Activity: The material must be repeated exactly, with every line intact.

Information given:
————————
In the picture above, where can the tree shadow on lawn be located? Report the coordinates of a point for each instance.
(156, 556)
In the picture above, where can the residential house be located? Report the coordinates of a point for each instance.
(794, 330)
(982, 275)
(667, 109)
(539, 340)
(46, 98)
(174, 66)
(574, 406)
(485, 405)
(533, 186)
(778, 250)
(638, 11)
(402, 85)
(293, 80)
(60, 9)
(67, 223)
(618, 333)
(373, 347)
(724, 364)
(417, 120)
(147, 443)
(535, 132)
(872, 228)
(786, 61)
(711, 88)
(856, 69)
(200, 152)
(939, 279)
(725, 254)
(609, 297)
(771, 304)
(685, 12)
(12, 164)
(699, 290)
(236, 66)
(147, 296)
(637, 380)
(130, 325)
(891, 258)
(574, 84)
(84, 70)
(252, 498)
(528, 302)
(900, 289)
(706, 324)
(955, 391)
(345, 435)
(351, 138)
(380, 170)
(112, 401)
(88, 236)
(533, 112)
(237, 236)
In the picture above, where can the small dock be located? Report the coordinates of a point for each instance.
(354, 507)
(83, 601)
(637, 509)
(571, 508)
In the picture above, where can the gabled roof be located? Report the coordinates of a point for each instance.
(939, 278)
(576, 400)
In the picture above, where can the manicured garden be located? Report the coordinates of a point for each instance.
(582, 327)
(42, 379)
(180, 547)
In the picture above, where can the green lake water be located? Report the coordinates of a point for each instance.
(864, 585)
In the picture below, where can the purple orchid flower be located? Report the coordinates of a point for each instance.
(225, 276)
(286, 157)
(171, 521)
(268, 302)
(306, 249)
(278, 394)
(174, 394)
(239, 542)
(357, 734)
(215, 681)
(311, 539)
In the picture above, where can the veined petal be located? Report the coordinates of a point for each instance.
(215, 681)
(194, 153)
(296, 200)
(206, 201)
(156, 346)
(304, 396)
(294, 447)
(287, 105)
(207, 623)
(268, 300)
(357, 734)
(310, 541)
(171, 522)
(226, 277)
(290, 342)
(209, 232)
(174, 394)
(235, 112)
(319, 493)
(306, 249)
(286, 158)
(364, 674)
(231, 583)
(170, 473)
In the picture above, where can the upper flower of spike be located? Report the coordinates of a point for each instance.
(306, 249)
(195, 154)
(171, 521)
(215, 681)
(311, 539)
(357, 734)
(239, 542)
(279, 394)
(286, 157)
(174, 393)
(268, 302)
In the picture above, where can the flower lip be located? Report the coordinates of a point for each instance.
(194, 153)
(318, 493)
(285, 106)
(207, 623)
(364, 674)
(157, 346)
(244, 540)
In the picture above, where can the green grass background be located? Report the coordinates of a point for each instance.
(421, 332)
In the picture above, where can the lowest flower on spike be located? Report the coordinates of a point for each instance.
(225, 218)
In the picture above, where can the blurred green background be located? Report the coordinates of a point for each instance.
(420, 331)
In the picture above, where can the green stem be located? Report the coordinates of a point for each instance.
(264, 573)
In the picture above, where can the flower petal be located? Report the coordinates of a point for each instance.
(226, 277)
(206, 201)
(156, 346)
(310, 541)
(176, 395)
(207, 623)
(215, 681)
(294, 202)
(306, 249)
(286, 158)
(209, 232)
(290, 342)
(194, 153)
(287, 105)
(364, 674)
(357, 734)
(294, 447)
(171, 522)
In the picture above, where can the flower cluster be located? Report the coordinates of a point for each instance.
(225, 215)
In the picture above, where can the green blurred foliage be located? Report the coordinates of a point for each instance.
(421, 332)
————————
Task result:
In the picture above, where can the tree shadow on lawn be located? Report the coordinates of a point for each instance.
(156, 556)
In the picture above, where can the residential house be located? Report the coordinates of a point for each instance.
(794, 330)
(982, 275)
(667, 109)
(539, 340)
(46, 98)
(174, 66)
(574, 406)
(485, 405)
(533, 186)
(778, 250)
(638, 11)
(402, 85)
(293, 80)
(60, 9)
(67, 223)
(618, 333)
(373, 347)
(724, 364)
(417, 120)
(147, 443)
(535, 132)
(872, 228)
(786, 61)
(711, 88)
(856, 69)
(200, 152)
(939, 279)
(725, 254)
(609, 297)
(771, 304)
(685, 12)
(12, 164)
(699, 290)
(236, 66)
(147, 296)
(637, 380)
(130, 325)
(891, 258)
(574, 84)
(84, 70)
(252, 498)
(528, 302)
(900, 289)
(706, 324)
(955, 391)
(345, 435)
(351, 138)
(380, 170)
(112, 401)
(88, 236)
(533, 112)
(237, 236)
In the picture above, where can the small dock be located? Report the coordinates of a point for each instance.
(354, 507)
(83, 601)
(637, 509)
(571, 508)
In the picture above, where can the gabled roof be located? Report the coordinates of a point for each instance.
(939, 278)
(576, 400)
In the picture above, where can the manicured garden be located? Report the coordinates of a point for each instance.
(582, 327)
(42, 379)
(180, 547)
In the picture above, where can the green lake water be located? Report the coordinates of a point for each instance.
(864, 585)
In the picture below, where can the purple orchid flower be located? Report the coordinates of a point for each instance.
(225, 276)
(286, 157)
(171, 521)
(268, 302)
(306, 249)
(278, 394)
(174, 394)
(239, 542)
(357, 734)
(215, 681)
(311, 539)
In the picture above, where can the veined petal be located? Report the coordinates of a point for each instance.
(215, 681)
(194, 153)
(296, 200)
(206, 201)
(156, 346)
(304, 396)
(294, 447)
(287, 105)
(207, 623)
(268, 300)
(357, 734)
(310, 541)
(171, 522)
(226, 277)
(290, 342)
(209, 232)
(174, 394)
(235, 112)
(319, 493)
(306, 249)
(286, 158)
(364, 674)
(231, 583)
(170, 473)
In the picture above, where can the upper flower of spike be located? Report the coordinates of a point for each instance.
(306, 249)
(195, 154)
(171, 521)
(215, 681)
(311, 539)
(357, 734)
(239, 542)
(279, 394)
(286, 157)
(174, 393)
(268, 302)
In the picture above, where can the flower lip be located? Report the coordinates of a point for each instance.
(194, 153)
(318, 493)
(285, 106)
(207, 623)
(364, 674)
(157, 346)
(244, 540)
In the picture above, where can the green grass background be located? Report the coordinates of a point for each instance.
(421, 332)
In the picture above, where can the lowest flower on spike be located? Report the coordinates of a point for each instance.
(225, 218)
In the picture above, where can the blurred green background be located? Report the coordinates of a point for each instance.
(420, 331)
In the picture above, where can the green stem be located? Report the coordinates of a point for each instance.
(264, 573)
In the picture above, where can the flower petal be located? Report the coordinates of a point for each instance.
(226, 277)
(206, 201)
(156, 346)
(310, 541)
(176, 395)
(207, 623)
(215, 681)
(294, 202)
(306, 249)
(286, 158)
(209, 232)
(290, 342)
(194, 153)
(287, 105)
(364, 674)
(357, 734)
(294, 447)
(171, 522)
In the picture above, where can the flower cluster be located? Report the coordinates of a point for each instance.
(225, 215)
In the picture above, where can the green blurred foliage be located? Report the coordinates of a point for each instance.
(421, 332)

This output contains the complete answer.